(Beginning of RECORD SET)
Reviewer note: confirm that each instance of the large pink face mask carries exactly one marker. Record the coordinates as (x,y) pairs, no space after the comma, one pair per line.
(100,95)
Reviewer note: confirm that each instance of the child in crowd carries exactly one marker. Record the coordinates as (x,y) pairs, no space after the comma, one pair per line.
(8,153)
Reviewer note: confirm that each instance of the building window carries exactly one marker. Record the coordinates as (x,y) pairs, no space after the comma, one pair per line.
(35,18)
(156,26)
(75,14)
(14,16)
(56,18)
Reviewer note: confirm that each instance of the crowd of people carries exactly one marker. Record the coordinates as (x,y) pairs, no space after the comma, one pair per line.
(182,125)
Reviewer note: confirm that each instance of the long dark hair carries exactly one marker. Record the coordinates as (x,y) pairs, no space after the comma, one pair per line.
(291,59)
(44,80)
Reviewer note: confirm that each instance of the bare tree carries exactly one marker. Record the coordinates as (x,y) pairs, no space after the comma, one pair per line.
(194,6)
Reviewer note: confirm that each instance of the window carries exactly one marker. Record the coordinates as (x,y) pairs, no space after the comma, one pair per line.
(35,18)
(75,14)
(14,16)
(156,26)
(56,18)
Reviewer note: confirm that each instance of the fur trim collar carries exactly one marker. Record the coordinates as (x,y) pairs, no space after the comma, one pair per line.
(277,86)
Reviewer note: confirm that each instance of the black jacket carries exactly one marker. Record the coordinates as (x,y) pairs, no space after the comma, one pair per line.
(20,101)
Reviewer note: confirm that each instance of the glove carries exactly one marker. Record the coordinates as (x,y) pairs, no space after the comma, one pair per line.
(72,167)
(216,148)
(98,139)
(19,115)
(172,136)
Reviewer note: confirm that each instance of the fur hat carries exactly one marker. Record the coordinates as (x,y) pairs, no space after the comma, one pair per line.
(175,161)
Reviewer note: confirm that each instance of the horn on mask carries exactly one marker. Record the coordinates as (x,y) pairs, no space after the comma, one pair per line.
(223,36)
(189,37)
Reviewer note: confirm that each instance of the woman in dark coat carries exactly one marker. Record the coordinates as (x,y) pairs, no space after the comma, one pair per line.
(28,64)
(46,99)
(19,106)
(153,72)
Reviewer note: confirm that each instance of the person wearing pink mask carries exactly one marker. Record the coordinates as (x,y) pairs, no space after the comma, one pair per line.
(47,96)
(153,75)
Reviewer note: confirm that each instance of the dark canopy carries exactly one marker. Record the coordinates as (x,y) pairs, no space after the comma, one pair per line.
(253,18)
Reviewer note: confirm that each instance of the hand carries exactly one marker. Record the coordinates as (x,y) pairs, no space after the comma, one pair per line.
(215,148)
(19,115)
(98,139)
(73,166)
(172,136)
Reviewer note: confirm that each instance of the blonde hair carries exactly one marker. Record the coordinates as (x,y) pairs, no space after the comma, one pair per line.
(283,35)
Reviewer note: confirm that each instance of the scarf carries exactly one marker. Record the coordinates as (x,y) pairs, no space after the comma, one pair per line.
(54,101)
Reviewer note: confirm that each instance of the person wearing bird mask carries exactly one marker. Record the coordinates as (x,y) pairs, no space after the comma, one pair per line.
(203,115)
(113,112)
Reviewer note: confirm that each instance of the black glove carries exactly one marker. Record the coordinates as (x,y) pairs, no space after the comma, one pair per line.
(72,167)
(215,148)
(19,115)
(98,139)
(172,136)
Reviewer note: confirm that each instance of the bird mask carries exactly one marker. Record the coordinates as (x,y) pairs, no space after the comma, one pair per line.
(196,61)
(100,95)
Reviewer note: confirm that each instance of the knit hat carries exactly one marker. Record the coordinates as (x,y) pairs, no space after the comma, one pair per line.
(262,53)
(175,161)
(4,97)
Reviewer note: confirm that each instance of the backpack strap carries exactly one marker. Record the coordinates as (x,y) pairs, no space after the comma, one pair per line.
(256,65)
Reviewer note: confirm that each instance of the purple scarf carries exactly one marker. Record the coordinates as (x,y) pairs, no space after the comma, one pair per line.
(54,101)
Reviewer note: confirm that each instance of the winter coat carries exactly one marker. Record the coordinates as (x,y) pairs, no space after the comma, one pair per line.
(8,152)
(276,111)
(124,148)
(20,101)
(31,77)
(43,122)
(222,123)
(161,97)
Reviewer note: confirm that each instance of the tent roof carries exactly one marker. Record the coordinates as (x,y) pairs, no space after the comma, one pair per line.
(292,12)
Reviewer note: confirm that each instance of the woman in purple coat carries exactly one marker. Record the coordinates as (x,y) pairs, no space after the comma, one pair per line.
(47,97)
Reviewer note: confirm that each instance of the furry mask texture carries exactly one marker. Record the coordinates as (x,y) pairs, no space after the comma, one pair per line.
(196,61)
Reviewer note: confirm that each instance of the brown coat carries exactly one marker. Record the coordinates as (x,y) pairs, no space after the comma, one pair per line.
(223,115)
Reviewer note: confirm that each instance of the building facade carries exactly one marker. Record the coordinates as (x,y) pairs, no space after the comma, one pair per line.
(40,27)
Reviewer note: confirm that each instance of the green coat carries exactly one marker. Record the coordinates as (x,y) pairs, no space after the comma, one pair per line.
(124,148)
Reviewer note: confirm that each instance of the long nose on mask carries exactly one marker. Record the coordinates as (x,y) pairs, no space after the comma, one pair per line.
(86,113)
(End of RECORD SET)
> TASK PROMPT
Write the data out again, verbatim.

> TASK RESPONSE
Reviewer note: confirm that each instance of the large pink face mask carries exactly one marker. Record the coordinates as (x,y) pairs, no space after the comma, one pair per line.
(100,95)
Reviewer note: confirm that each instance of the child in crowd carries exactly one marker. Record the coordinates as (x,y) pairs, no space after the comma, one pair per line.
(8,153)
Reviewer note: confirm that each instance of the building window carries exactly one marker. Record the coordinates as (x,y) pairs, no space after the comma, one pair per line.
(35,18)
(156,26)
(75,14)
(14,16)
(56,18)
Reviewer note: confirm that each instance of the crowd of people carries exactly one marker. Record the coordinates as (x,y) pairs, no space after the comma, one pair per line.
(182,125)
Reviewer note: confirm that each instance of the long dark hair carries exactly one marker. Record the coordinates as (x,y) pairs, no space after the comma, one pair per line.
(291,59)
(44,80)
Reviewer note: confirm that each instance of the bare tree carries exactly one marker. Record the coordinates as (x,y) pairs, no space after the comma, one pair per line.
(194,6)
Reviewer note: confirm that each instance of the window carries exactly one marker. Record the coordinates as (x,y) pairs, no space after the comma, one pair per line.
(35,18)
(75,14)
(14,16)
(156,26)
(56,18)
Reviewer note: confirm that each instance of the fur trim collar carries exactly one marker. Record the coordinates as (x,y) pairs, no space after the comma, one pair per line.
(277,86)
Reviewer note: confirm that each instance of the black jacket carries exactly one marker. Record the coordinates as (x,y) pairs, no space after the comma, one pair per line.
(20,101)
Reviewer note: confirm that each instance of the glove carries exactly one marker. Record the coordinates as (x,y) pairs, no space after the comma, one pair per line.
(72,167)
(216,148)
(98,139)
(19,115)
(172,136)
Reviewer note: confirm that each instance of the fur hat carries exactly one marker. Record the coordinates as (x,y) pairs, no space after the comma, one pair per line.
(175,161)
Reviewer note: confirm that each instance of the horn on mask carries exactly one marker. Record the coordinates as (x,y) pairs, no space after the comma, one pair per line.
(223,36)
(189,37)
Reviewer note: confirm that each instance of the woman in dark coat carries exactly one marker. Record the coordinates as (x,y) pairs, no space after the comma, one pair per line.
(28,64)
(46,99)
(19,106)
(153,72)
Reviewer note: confirm that each instance of the person wearing pink mask carries exactly one marker. Record the coordinates as (x,y) pairs, no space after the comma, one pair per line.
(47,96)
(153,75)
Reviewer note: confirm that each instance of the dark canopy carries exactly one marker. Record the coordinates as (x,y) pairs, no space after the comma, one pair per line.
(253,18)
Reviewer note: confirm that each instance of the hand carries exactly one marker. Record the coordinates as (x,y) pairs, no space after the comma, one pair per line.
(215,148)
(19,115)
(98,139)
(73,166)
(172,136)
Reviewer note: confirm that each instance of the blonde hair carries exactly one marker. Record the coordinates as (x,y) pairs, no space after the comma, one pair per line.
(283,35)
Reviewer note: confirm that each instance of the scarf carries exactly one marker. Record the coordinates as (x,y) pairs, no space after the comma, one pair per line.
(54,101)
Reviewer note: confirm that each instance of the person wearing bird mask carries exactly one marker. Record the coordinates as (x,y) pairs, no space after the comma, one pair per line.
(203,115)
(113,112)
Reviewer note: confirm that each instance of the black glove carries exactly one marker. Record the coordinates as (x,y) pairs, no space after the comma, one pair per line.
(72,167)
(215,148)
(19,115)
(98,139)
(172,136)
Reviewer note: confirm that each instance of the bird mask carries exactly one marker. Record the coordinates as (x,y) pairs, no space after the comma, one pair per line.
(196,61)
(100,95)
Reviewer note: confirm that each instance of the knit hat carries exactly one marker. Record the coordinates as (x,y) pairs, no space after the comma, one pair per line.
(262,53)
(175,161)
(4,97)
Reviewer note: confirm that each instance of the backpack strap carries exactly one marker. Record the coordinates as (x,y) pairs, no space after the comma, one pair per line.
(256,65)
Reviewer note: confirm that each instance of the purple scarf carries exactly one marker. Record the coordinates as (x,y) pairs, no space after the comma, one pair per line.
(54,101)
Reviewer note: confirm that each instance of the winter coat carries exactly one marker. Record the coordinates as (x,y) pairs, no space after the comma, one pair per line.
(8,152)
(276,111)
(124,148)
(20,101)
(31,77)
(43,122)
(222,123)
(161,97)
Reviewer note: confirm that each instance of the tent roof carries exactly one marker. Record the coordinates as (x,y) pairs, no space after the comma, one pair per line.
(292,12)
Reviewer note: confirm that each instance of the woman in purple coat carries exactly one marker. Record the coordinates as (x,y) pairs, no space after the comma, one pair per line.
(47,97)
Reviewer note: confirm that each instance of the furry mask texture carries exactly one marker. Record the coordinates as (x,y) pairs, no space after the comma, one pair per line.
(196,61)
Reviewer note: confirm that each instance of the brown coat carries exactly one marker. Record the coordinates as (x,y) pairs, no space after the comma, one pair per line.
(223,115)
Reviewer note: confirm that each instance of the building facade carries exactly one marker. Record the coordinates as (x,y) pairs, no space after the comma, one pair per line.
(40,27)
Reviewer note: confirm that each instance of the green coat carries exactly one marker. Record the coordinates as (x,y) pairs, no space after the comma, one pair per line.
(124,148)
Reviewer note: confirm that each instance of the long nose on mask carries exactly one marker. Record the coordinates as (x,y) pairs, no space after the comma, one pair per line.
(86,113)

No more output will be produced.